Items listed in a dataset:
····················

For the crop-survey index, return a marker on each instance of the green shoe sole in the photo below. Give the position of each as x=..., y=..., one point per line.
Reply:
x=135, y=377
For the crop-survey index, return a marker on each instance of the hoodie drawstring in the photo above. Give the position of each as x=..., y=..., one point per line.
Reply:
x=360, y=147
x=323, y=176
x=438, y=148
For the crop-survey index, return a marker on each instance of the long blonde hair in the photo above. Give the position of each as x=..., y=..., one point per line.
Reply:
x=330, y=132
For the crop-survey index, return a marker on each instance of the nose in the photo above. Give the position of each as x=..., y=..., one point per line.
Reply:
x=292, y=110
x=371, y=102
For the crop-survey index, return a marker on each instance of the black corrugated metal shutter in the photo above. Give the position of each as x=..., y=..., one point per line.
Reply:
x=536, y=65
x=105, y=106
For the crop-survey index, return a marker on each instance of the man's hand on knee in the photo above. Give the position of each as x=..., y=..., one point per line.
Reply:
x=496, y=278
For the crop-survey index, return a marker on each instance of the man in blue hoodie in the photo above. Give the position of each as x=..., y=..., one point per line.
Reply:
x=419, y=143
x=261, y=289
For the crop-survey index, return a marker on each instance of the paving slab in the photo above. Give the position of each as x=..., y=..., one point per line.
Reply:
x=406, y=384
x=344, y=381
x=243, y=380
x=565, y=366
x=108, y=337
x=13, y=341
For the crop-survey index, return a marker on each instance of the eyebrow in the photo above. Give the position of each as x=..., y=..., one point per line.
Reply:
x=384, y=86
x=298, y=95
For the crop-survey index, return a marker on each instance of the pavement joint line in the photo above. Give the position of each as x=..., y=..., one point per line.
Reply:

····················

> **Requirement**: Among the records above, find each line holding "Give" and list it.

> **Output of the exercise**:
For the crop-survey index, return a marker on each instance of the green shoe sole in the photo below. Give the position of each as x=..., y=..., one point per line.
For the crop-survey index, return a marker on each instance of the hoodie drawstring in the photo above. Give the position of each as x=..., y=..., one point per line.
For the crop-survey index, return a marker on each instance of the long blonde hair in the photo above. Give the position of each as x=..., y=..., one point per line.
For the crop-survey index, return a marker on each instance of the nose in the photo above. Give the position of each as x=..., y=..., one point per line.
For the crop-survey index, return a marker on each instance of the black corrugated metal shutter in the photo above. Give the position of each as x=..., y=..., one point per line.
For the crop-survey index, return a marker on each instance of the man's hand on knee in the photo above. Give the position of each as x=..., y=..., one point per line.
For the crop-survey index, return a marker on each instance of the man in blue hoodie in the photo above. Give the position of each as x=..., y=..., one point per line.
For the crop-survey index, return a marker on each instance of the paving slab in the photo above. Give the position of each as x=..., y=..., one point per line.
For the crop-survey index, return a marker on each instance of the eyebrow in the photo above. Give the position of each as x=..., y=..., one point per line.
For the crop-survey index, return a marker on each instance of the pavement joint line in the photo above. Give the position of each as x=..., y=..., one point per line.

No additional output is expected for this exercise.